| Records for processing |
====================

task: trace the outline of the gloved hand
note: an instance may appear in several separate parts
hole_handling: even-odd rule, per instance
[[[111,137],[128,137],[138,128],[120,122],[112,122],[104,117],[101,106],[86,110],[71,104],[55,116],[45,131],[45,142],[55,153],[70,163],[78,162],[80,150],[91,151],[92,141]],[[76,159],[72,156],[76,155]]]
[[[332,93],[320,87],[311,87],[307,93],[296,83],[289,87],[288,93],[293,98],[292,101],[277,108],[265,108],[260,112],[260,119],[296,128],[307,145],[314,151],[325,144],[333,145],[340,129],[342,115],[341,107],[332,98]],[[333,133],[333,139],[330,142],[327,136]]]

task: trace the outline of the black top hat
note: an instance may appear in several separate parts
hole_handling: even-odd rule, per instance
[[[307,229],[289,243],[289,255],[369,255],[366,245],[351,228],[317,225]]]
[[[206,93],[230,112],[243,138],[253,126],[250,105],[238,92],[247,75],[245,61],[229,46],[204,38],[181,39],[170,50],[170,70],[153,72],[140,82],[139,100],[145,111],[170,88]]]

====================

Reproduce every line of the items above, including the requests, and offset each polygon coordinate by -38.

task: trace the outline of the gloved hand
note: an instance may appear in several separate parts
hole_handling: even-odd rule, per instance
[[[73,99],[90,99],[100,90],[82,84],[74,84],[66,79],[63,68],[48,72],[33,66],[17,78],[7,93],[7,104],[17,115],[32,125],[40,124],[42,112],[53,113],[54,103]],[[38,121],[34,118],[38,117]]]
[[[294,55],[282,49],[273,49],[269,55],[258,45],[251,49],[250,55],[255,60],[254,63],[239,70],[227,70],[222,74],[222,81],[258,90],[269,107],[276,113],[287,106],[295,107],[302,91],[304,77],[303,69],[294,60]],[[295,95],[295,101],[292,104],[289,98]]]

task: trace the outline of the black top hat
note: an instance may appear in several separate parts
hole_handling: even-odd rule, per instance
[[[269,191],[251,205],[251,217],[331,217],[328,207],[313,190],[279,187]]]
[[[168,55],[192,74],[205,100],[215,88],[212,67],[200,54],[209,37],[207,23],[191,8],[166,0],[143,1],[132,12],[132,32],[115,34],[102,44],[101,62],[107,73],[132,50]]]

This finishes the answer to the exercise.